RECORDS →

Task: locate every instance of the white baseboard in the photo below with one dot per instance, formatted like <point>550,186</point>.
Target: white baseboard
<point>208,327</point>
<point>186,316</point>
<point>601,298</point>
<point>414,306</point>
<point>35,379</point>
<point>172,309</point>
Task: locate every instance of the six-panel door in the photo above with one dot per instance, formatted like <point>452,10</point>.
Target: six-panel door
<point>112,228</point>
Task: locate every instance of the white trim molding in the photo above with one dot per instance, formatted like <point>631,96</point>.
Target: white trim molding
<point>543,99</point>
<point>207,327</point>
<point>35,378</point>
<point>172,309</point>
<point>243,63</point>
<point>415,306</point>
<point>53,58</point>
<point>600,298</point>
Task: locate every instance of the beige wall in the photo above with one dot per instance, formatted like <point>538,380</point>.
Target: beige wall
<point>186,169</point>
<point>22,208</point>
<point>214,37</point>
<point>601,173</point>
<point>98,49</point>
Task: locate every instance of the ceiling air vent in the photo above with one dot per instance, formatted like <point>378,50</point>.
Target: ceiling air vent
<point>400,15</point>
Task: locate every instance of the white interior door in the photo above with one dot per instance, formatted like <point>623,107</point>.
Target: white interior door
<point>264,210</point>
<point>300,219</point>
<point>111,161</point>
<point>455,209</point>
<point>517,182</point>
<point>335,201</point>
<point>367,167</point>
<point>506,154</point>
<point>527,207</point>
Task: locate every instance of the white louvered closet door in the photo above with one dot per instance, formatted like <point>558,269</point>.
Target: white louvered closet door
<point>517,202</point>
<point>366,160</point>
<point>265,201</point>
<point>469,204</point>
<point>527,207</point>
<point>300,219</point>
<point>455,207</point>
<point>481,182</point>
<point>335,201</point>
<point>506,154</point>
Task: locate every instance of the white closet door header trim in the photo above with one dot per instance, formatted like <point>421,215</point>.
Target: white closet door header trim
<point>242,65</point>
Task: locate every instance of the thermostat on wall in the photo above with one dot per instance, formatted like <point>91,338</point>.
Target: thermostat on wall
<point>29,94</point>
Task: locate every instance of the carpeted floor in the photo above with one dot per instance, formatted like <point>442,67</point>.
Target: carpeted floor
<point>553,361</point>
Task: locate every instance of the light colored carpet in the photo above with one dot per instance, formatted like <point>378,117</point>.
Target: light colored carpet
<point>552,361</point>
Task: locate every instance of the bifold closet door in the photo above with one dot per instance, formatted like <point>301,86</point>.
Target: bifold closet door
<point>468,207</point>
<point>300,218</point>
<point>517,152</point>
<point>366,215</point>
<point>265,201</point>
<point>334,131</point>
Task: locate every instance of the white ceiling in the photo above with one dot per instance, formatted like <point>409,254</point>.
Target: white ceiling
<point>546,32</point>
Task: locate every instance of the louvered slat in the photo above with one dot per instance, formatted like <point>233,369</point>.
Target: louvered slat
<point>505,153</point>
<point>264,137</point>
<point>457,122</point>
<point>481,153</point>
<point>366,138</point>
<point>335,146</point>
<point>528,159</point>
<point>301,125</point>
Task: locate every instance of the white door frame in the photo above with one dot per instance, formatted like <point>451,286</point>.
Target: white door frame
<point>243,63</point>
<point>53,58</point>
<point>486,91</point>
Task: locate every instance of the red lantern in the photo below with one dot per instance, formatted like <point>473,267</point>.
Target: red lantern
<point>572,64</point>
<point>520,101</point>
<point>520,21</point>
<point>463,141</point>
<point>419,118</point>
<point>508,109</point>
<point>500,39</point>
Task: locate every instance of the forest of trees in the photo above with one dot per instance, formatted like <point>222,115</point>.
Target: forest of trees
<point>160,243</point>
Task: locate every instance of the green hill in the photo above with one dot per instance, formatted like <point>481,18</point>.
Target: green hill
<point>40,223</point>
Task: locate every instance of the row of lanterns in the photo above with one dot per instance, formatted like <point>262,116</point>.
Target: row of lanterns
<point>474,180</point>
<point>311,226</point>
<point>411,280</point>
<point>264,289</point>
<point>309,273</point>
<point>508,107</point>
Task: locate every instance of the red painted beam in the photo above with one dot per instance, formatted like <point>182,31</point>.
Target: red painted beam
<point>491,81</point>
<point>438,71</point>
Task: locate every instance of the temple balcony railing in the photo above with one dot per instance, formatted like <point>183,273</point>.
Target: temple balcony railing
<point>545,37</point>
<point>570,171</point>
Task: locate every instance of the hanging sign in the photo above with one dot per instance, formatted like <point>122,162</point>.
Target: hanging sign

ABOUT THIS EXERCISE →
Reproduce every line of the material exactly.

RESPONSE BELOW →
Task: locate every instance of the white baseboard in the photo below with one dot per instance, formatted like <point>550,186</point>.
Target: white baseboard
<point>208,327</point>
<point>186,316</point>
<point>601,298</point>
<point>414,306</point>
<point>35,379</point>
<point>172,309</point>
Task: locate every instance of the six-panel door in the photo above with one dot per instance, formatted like <point>452,10</point>.
Target: six-panel door
<point>112,228</point>
Task: locate every instance of the white trim molding in the photo above with one dot per instance, formatted like <point>631,96</point>.
Target: white trim molding
<point>543,99</point>
<point>207,327</point>
<point>35,378</point>
<point>172,309</point>
<point>243,63</point>
<point>415,306</point>
<point>53,58</point>
<point>600,298</point>
Task: locate every instance of the beige wall in the photo above with one dot per instance, formatted like <point>538,380</point>.
Target: beige wall
<point>186,169</point>
<point>22,208</point>
<point>214,37</point>
<point>601,173</point>
<point>98,49</point>
Task: locate every instance of the ceiling air vent in the photo above with one dot per instance, formatted like <point>378,50</point>.
Target: ceiling air vent
<point>400,15</point>
Task: locate every instance of the white interior door in the photo above with one dot per instance, formatted like <point>623,107</point>.
Target: white interior door
<point>264,210</point>
<point>300,219</point>
<point>111,161</point>
<point>455,209</point>
<point>517,182</point>
<point>335,201</point>
<point>367,167</point>
<point>506,154</point>
<point>527,207</point>
Task: locate every instance of the white louvered closet door in the photo above with one dot per instance, formatted like <point>558,269</point>.
Target: white louvered closet door
<point>517,202</point>
<point>366,160</point>
<point>265,201</point>
<point>469,204</point>
<point>527,207</point>
<point>300,219</point>
<point>455,207</point>
<point>481,182</point>
<point>335,201</point>
<point>506,154</point>
Task: locate every instance of the white closet door header trim in the photo above with one dot per instance, formatted like <point>421,215</point>.
Target: white closet door header trim
<point>242,65</point>
Task: locate every instance of the thermostat on wall in the photo above with one dot per instance, formatted like <point>91,338</point>.
Target: thermostat on wall
<point>29,94</point>
Task: locate every instance of the carpeted floor in the photo above with one dot per instance, formatted like <point>442,67</point>.
Target: carpeted floor
<point>553,361</point>
Task: locate every instance of the light colored carpet in the photo above with one dot per instance, formatted like <point>378,117</point>.
Target: light colored carpet
<point>552,361</point>
Task: locate every instance of the bifold closet door in the photo above with one dot per instance, formatted like <point>301,86</point>.
Target: bifold closet door
<point>468,207</point>
<point>300,218</point>
<point>517,152</point>
<point>366,215</point>
<point>265,201</point>
<point>334,131</point>
Task: locate every instance of the white ceiling in the photo above with one dot per instance, formatted like <point>409,254</point>.
Target: white ceiling
<point>546,32</point>
Task: locate every instance of the louvered slat in the photo above with one dot per instance, formatted like <point>233,369</point>.
Target: louvered slat
<point>505,153</point>
<point>264,137</point>
<point>457,122</point>
<point>481,153</point>
<point>366,138</point>
<point>335,146</point>
<point>528,159</point>
<point>301,125</point>
Task: locate every instance of the white door frame in the photo above with one dot per instance, formatted like <point>451,286</point>.
Target: white door frame
<point>243,63</point>
<point>53,58</point>
<point>486,91</point>
Task: locate every instance of the red lantern in the photo below with one dot per instance, formatted like <point>473,267</point>.
Target: red lantern
<point>572,64</point>
<point>520,101</point>
<point>520,21</point>
<point>463,141</point>
<point>419,118</point>
<point>508,109</point>
<point>500,39</point>
Task: locate every instance of the forest of trees in the photo above with one dot per instance, formatted like <point>222,115</point>.
Target: forest of trees
<point>160,243</point>
Task: locate every instance of the green hill in the photo above with one dot per instance, formatted like <point>481,18</point>.
Target: green hill
<point>40,223</point>
Task: locate every instance of the row of lanterns in the photo above with one dot per instance, formatted like <point>262,116</point>.
Target: row of lanterns
<point>474,180</point>
<point>311,226</point>
<point>411,280</point>
<point>264,289</point>
<point>309,273</point>
<point>508,107</point>
Task: locate every instance of the red painted beam in the photo above with one dot per instance, formatted like <point>182,31</point>.
Target: red painted beam
<point>491,81</point>
<point>438,71</point>
Task: locate every instance of the temple balcony railing in the photo above with one dot per instance, formatted like <point>183,273</point>.
Target: temple balcony railing
<point>545,37</point>
<point>570,171</point>
Task: locate every instance of the hanging sign in the photo above with one dot per instance, formatted like <point>122,162</point>.
Target: hanging sign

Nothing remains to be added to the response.